- Written task -
Rewrite the material from the line containing "Indicate every instance of the bare" through the end, swapping "bare tree" for "leafless tree" and changing nothing else. Give back only those lines.

- Material to process -

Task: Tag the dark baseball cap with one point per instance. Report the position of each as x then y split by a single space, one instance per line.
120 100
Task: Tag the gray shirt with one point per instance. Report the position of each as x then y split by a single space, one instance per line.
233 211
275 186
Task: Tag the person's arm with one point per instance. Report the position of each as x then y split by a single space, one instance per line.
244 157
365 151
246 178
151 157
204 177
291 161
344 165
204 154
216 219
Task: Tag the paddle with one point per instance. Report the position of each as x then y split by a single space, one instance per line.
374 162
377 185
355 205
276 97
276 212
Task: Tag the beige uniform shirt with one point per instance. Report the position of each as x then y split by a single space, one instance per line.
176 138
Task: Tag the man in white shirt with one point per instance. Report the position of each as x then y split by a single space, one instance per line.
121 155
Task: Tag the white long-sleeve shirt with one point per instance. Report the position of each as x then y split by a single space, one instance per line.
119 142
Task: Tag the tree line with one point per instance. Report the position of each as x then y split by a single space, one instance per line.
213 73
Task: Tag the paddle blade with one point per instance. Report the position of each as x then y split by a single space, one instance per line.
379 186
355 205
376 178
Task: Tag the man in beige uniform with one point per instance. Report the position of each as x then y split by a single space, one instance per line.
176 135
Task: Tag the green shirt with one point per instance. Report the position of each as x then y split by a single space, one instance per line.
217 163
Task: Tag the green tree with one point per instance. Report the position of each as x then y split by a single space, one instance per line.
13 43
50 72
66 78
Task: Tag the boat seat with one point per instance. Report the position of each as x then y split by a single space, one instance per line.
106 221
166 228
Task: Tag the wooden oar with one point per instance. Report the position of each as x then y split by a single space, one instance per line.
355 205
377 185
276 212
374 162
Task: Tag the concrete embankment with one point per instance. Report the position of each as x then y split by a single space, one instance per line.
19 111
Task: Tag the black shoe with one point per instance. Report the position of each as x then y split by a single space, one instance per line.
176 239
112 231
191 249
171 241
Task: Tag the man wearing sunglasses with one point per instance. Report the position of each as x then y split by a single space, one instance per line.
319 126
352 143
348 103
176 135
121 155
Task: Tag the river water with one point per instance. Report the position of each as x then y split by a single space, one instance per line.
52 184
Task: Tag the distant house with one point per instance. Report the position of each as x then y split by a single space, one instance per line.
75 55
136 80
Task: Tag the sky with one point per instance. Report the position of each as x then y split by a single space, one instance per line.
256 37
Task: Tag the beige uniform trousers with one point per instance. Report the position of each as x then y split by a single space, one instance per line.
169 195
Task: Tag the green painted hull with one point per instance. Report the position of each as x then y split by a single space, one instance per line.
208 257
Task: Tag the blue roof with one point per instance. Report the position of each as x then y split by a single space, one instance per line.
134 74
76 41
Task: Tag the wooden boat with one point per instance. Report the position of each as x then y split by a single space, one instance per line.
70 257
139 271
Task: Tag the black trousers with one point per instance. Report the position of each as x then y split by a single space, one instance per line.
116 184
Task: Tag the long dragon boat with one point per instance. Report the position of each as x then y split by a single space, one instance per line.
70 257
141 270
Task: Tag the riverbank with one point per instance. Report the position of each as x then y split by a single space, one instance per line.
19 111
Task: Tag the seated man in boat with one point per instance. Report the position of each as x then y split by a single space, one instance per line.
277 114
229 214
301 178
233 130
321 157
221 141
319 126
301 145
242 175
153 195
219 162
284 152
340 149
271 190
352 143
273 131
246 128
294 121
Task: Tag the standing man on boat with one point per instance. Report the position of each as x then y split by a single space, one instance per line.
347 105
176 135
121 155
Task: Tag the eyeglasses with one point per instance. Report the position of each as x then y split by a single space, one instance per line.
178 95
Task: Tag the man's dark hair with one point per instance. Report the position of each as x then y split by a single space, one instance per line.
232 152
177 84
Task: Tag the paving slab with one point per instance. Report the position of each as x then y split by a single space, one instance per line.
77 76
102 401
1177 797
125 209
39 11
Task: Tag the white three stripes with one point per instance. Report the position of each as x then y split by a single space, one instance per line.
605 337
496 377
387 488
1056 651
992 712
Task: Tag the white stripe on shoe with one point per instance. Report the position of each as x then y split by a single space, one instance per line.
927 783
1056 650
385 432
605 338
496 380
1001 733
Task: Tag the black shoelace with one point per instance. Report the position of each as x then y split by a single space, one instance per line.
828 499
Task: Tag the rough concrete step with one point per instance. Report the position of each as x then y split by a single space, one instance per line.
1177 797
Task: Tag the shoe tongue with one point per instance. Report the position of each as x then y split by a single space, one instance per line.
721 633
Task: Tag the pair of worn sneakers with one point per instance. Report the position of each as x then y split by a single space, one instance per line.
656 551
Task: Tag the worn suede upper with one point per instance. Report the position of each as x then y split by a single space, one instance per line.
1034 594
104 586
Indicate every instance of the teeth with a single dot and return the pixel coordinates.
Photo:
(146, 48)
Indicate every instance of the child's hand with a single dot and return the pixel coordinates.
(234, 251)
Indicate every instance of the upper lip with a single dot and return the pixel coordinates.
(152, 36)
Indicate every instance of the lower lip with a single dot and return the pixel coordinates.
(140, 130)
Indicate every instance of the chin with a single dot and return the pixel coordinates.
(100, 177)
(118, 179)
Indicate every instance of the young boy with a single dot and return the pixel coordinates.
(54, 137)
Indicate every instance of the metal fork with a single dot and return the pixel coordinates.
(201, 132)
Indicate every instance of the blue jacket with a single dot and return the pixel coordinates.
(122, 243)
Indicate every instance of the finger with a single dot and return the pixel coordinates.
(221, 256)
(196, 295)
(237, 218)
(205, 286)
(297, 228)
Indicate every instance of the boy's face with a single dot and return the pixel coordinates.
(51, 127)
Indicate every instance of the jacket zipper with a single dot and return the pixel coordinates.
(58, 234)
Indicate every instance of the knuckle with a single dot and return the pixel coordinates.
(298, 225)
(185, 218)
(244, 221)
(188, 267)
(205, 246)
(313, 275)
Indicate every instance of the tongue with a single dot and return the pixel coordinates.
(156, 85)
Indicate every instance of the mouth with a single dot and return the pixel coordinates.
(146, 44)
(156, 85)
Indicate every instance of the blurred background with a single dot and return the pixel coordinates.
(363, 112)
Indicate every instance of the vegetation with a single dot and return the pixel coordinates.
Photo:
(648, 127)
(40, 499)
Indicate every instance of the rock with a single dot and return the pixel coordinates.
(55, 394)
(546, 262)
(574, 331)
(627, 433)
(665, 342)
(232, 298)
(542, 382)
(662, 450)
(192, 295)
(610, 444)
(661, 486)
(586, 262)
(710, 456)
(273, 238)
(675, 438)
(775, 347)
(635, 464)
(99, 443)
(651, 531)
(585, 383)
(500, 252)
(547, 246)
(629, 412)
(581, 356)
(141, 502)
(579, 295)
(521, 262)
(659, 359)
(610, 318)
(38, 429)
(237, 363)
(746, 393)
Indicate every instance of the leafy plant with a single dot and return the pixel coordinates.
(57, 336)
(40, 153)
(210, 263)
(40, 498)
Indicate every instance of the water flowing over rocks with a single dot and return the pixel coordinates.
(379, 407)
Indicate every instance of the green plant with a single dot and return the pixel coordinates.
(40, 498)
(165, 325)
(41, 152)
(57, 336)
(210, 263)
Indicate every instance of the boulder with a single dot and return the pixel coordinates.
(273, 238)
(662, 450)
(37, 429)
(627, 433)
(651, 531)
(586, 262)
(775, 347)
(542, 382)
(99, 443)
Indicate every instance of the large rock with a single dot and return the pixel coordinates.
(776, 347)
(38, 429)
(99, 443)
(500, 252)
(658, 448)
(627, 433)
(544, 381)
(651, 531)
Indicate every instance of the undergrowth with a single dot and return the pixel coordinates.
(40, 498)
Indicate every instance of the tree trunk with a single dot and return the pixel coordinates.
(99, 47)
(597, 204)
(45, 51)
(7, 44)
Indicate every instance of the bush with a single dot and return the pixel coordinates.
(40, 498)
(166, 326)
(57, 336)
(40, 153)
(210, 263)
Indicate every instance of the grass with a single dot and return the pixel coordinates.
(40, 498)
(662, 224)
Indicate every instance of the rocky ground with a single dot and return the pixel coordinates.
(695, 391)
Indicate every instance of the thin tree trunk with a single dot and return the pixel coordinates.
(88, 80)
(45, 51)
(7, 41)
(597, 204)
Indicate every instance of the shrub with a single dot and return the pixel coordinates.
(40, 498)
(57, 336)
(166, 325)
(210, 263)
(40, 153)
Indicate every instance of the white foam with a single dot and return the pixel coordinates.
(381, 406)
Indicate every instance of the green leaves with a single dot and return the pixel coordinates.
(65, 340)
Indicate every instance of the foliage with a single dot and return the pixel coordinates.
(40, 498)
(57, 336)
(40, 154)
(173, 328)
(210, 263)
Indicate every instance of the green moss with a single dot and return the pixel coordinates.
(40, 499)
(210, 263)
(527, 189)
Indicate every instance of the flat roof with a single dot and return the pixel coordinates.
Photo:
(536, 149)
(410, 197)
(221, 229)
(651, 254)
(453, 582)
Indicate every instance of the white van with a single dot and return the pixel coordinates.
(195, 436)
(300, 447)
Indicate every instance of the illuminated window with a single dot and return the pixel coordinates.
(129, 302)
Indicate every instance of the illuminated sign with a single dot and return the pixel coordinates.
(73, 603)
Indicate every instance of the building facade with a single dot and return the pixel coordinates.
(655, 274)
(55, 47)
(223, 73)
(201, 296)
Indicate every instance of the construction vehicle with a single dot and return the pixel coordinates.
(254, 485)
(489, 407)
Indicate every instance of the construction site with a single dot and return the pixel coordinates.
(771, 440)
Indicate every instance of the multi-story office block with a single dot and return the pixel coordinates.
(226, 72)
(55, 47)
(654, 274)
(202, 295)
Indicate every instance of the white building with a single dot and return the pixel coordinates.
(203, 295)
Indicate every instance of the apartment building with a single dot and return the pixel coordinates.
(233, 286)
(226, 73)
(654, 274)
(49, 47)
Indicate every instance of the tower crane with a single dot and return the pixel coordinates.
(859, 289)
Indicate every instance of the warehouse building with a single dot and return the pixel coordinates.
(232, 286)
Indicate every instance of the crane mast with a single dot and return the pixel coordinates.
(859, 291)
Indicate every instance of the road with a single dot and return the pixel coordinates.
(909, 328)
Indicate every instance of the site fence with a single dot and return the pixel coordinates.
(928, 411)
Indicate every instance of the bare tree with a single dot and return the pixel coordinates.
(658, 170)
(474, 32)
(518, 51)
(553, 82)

- Output below -
Indicate every instance of the leafless tree with a single dot and return the pixel coordinates.
(658, 170)
(474, 32)
(518, 51)
(553, 82)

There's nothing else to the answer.